_TASK REQUIREMENTS_
Return every one of the following records verbatim, line for line, without any alteration.

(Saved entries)
** Start **

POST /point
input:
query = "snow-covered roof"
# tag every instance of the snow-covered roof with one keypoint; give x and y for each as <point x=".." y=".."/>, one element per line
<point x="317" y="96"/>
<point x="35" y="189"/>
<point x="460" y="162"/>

** End **

_TASK RESPONSE_
POST /point
input:
query = "snow-covered roof"
# tag every instance of the snow-covered roof with one keypoint; give x and y for each as <point x=".." y=".."/>, one element per line
<point x="317" y="96"/>
<point x="35" y="189"/>
<point x="460" y="162"/>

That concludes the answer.